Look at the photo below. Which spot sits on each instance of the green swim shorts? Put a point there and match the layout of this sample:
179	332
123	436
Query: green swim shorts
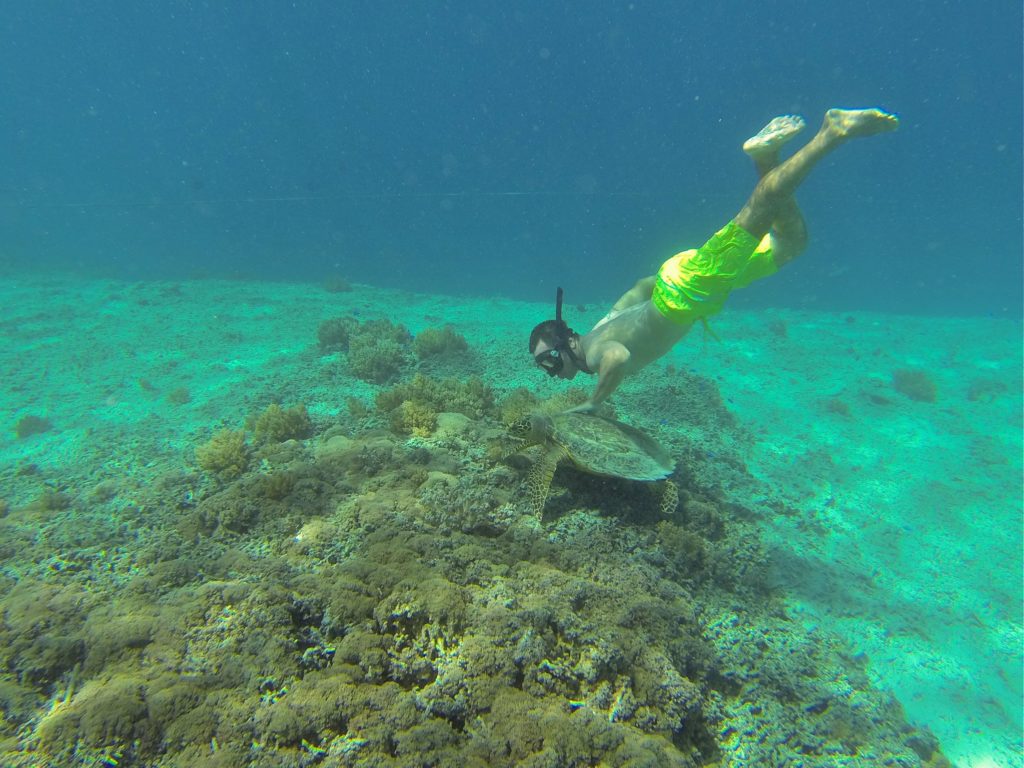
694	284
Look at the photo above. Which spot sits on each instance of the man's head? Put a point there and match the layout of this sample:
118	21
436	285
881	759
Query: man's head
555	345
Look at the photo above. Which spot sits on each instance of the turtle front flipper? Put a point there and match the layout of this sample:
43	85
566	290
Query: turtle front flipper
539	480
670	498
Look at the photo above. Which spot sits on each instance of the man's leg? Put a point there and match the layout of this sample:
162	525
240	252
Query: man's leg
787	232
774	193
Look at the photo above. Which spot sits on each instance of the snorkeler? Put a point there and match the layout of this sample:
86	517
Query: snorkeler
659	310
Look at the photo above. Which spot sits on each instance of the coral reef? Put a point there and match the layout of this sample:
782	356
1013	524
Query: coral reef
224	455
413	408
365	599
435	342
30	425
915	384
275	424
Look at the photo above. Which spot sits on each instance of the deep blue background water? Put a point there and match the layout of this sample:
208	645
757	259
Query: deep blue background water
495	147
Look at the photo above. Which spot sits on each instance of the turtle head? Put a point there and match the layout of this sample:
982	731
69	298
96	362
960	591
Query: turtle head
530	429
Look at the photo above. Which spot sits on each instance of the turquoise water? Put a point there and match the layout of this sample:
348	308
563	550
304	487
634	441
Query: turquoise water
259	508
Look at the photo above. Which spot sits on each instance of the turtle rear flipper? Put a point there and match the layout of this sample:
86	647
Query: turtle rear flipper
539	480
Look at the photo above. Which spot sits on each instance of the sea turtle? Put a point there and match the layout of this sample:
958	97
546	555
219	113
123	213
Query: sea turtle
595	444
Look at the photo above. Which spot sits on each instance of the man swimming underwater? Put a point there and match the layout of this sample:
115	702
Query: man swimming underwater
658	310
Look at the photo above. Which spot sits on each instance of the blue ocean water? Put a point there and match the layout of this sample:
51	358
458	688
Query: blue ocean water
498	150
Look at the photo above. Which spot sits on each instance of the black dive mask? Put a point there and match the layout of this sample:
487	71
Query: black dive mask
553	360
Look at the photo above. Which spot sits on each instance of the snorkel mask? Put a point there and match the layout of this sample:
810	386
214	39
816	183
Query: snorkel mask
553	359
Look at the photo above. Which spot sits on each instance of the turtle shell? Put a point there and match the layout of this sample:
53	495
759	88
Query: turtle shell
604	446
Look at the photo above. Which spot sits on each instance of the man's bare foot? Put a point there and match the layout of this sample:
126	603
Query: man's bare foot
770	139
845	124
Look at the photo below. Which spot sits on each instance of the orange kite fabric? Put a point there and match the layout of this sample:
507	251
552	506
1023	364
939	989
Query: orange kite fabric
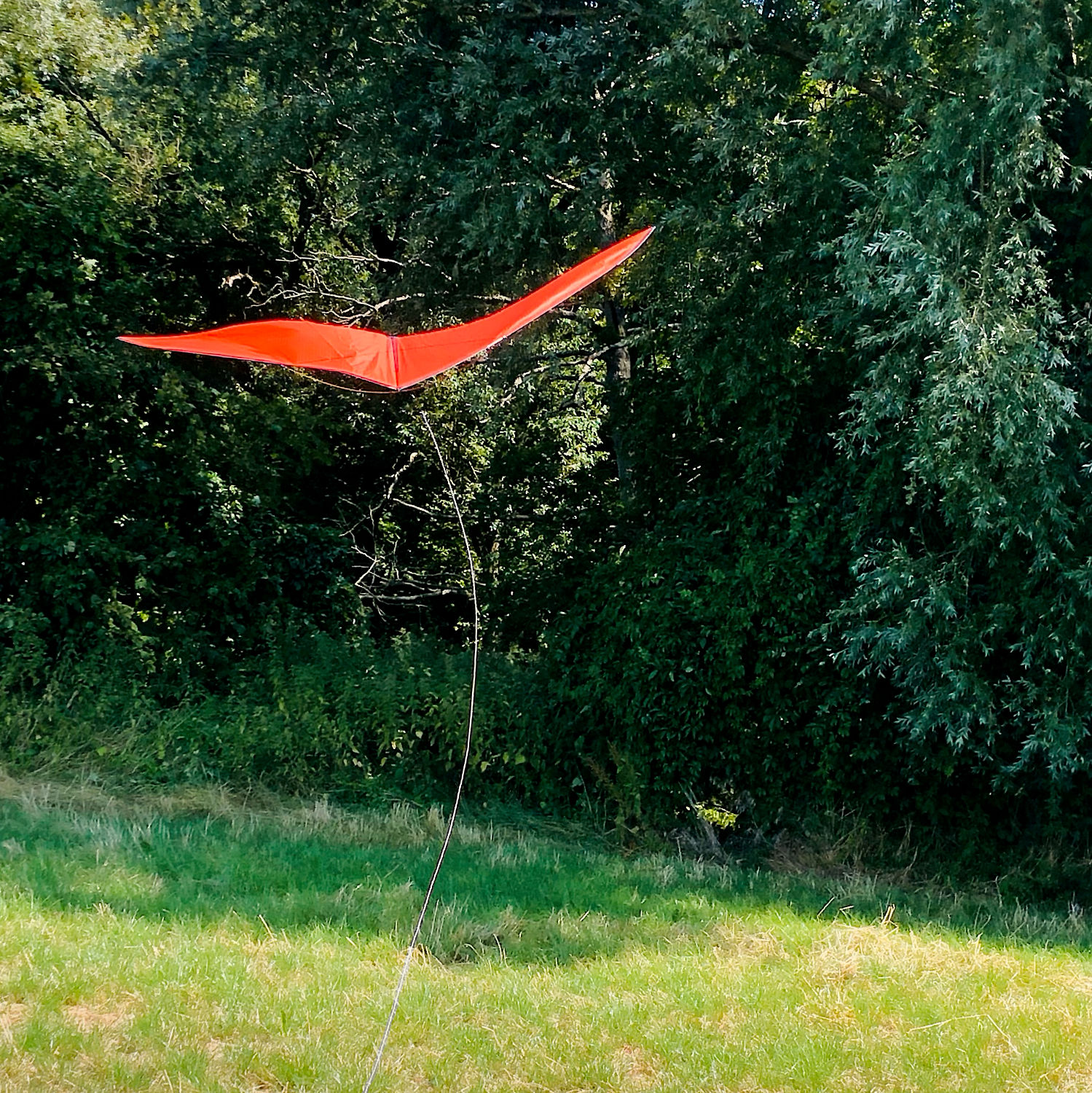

# # #

• Task description:
Print the listing above again line for line, from the first record to the last, and omit the pictures.

• Result of the task:
Look at the photo below. Which spot sits on each instance of the green swim shorts? Put a point there and match the layout of this sample:
179	332
123	436
Query: green swim shorts
694	284
Look at the photo above. Which spot sits on each instance of the man's head? Put a point there and match the layout of this sample:
118	21
436	285
881	759
Query: man's head
555	345
Look at the photo above. Which spot sits on each instance of the turtle front flipper? Put a point there and match the layout of this sample:
43	85
566	290
Query: turtle front flipper
539	480
670	498
Look at the photo above. Which spot sits on each instance of the man's leg? Put a point there and match the layout of this sample:
162	525
240	252
Query: man's leg
787	232
774	193
Look at the photo above. Which spot sits on each instance of the snorkeler? Put a point there and match the layout of this sample:
86	517
Query: snorkeler
659	310
Look at the photo above. Which spot sits on each instance of the coral reef? Put a point there and match the layout of this sample:
782	356
1013	524
Query: coral reef
224	455
413	408
365	599
435	342
30	425
915	384
275	424
Look at the photo above. Which spot sits on each instance of the deep blue background water? Put a point there and match the layout of this sample:
208	645
757	259
Query: deep blue background water
495	147
Look at the photo above. Which spot sits on each instance of the turtle head? Put a point there and match the layout of this sample:
982	731
69	298
96	362
960	591
Query: turtle head
530	429
Look at the photo above. Which spot sits on each instance of the turquoise water? Put a point there and match the layout of this sample:
348	308
563	550
304	487
634	441
Query: turquoise water
259	508
Look at the photo above. Which spot sits on each instance of the turtle rear flipper? Put a point there and match the layout of this sample:
86	647
Query: turtle rear flipper
539	480
Look at the photo above. Which spot sits on each instance of the sea turtle? Put a point there and match the layout of this sample:
958	97
546	555
219	113
123	213
Query: sea turtle
595	444
Look at the photo above. Which spot sits on each instance of the man swimming underwater? Put a point there and match the layout of this sample:
115	702
Query: man swimming underwater
658	310
Look at the photo above. Which spot sits on each instance of the blue ocean water? Put a point there and match the layout of this sample:
51	358
458	688
Query: blue ocean water
498	150
Look at the photo above. Which spot sits on each instance of the black dive mask? Put a point there and match the layout of this sample:
487	71
Query: black dive mask
553	360
Look at the photo above. Which spot sits on each instance of the snorkel mask? Put a point there and match the layout of this sample:
810	386
214	39
816	183
Query: snorkel mask
553	359
Look at the photo above. Which spot sits on each instance of the turtle shell? Put a point there and match the layout of this sample:
53	495
759	88
Query: turtle shell
604	446
Look at the photo above. Which spot sits on each instance of the man's bare foot? Put a point there and match the layout of this sample:
126	603
Query: man's bare foot
770	139
845	124
Look at the photo below. Which spot sits on each instance of the orange kite fabric? Put a point there and match the layout of this sample:
507	251
552	506
1023	364
939	989
Query: orange kite fabric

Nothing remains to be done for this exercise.